## COMPLETE THE FOLLOWING
1. In the news article about INK128 and HIV, translate this sentence into Spanish: "When exposed to INK128, these mice had lower virus counts and improved immune cell concentrations."
2. Transcribe the passage of the news article about INK128 and HIV starting at "A small molecule" and ending at "transcription of genes.".

## PAGE EXCERPT
══════

Compound Being Tested Against Cancer Also Suppresses HIV In Mice | July 20, 2015 Issue - Vol. 93 Issue 29 | Chemical & Engineering News
Volume 93 Issue 29 | p. 8 | News of The Week
Issue Date: July 20, 2015 | Web Date: July 16, 2015

Compound Being Tested Against Cancer Also Suppresses HIV In Mice

Drug Discovery: New approach is the first to block transcription of HIV genes
Department: Science & Technology
News Channels: Biological SCENE, Organic SCENE
Keywords: HIV, mTOR, CCR5, entry inhibitors, transcription inhibitors

A small molecule currently in clinical trials for treating cancer can suppress HIV-1 in mice, a new study shows (Proc. Natl. Acad. Sci. USA 2015, DOI: 10.1073/pnas.1511144112). The compound, known as INK128, likely works against both cancer and HIV-1 because of its mode of action: It inhibits a protein, mTOR, which regulates the transcription of genes.

Researchers at the University of Maryland School of Medicine who carried out the study believe that, in the case of HIV, INK128 acts in part by blocking the transcription of a surface receptor, CCR5, which the virus latches onto to enter immune cells. They think that INK128 also prevents the transcription of HIV genes after the virus inserts them into the immune cells, making it the first compound to deter HIV in this way.

The Maryland team engineered mice to produce human immune cells and infected the animals with HIV. When exposed to INK128, these mice had lower virus counts and improved immune cell concentrations. “These findings indicate that mTOR inhibitors warrant Phase II proof-of-concept trials,” says pathologist Ferdinando Nicoletti of Italy’s University of Catania, who was not involved with the study.

══════

## ENTRIES SHOWN

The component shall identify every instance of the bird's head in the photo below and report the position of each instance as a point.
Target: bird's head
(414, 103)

══════

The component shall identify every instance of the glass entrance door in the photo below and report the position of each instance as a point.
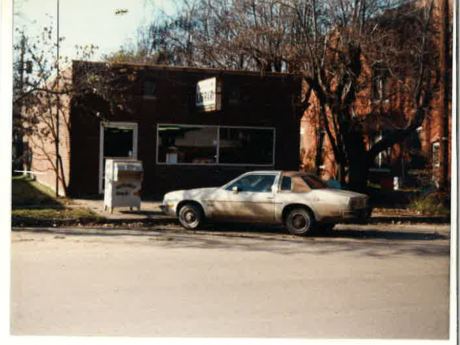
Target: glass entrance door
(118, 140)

══════

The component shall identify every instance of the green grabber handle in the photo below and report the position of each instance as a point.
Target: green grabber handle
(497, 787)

══════

## SOLUTIONS BY TASK
1. Al ser expuestos a INK128, estos ratones presentaron recuentos virales más bajos y mejores concentraciones de células inmunitarias.

2.
A small molecule currently in clinical trials for treating cancer can suppress HIV-1 in mice, a new study shows (Proc. Natl. Acad. Sci. USA 2015, DOI: 10.1073/pnas.1511144112). The compound, known as INK128, likely works against both cancer and HIV-1 because of its mode of action: It inhibits a protein, mTOR, which regulates the transcription of genes.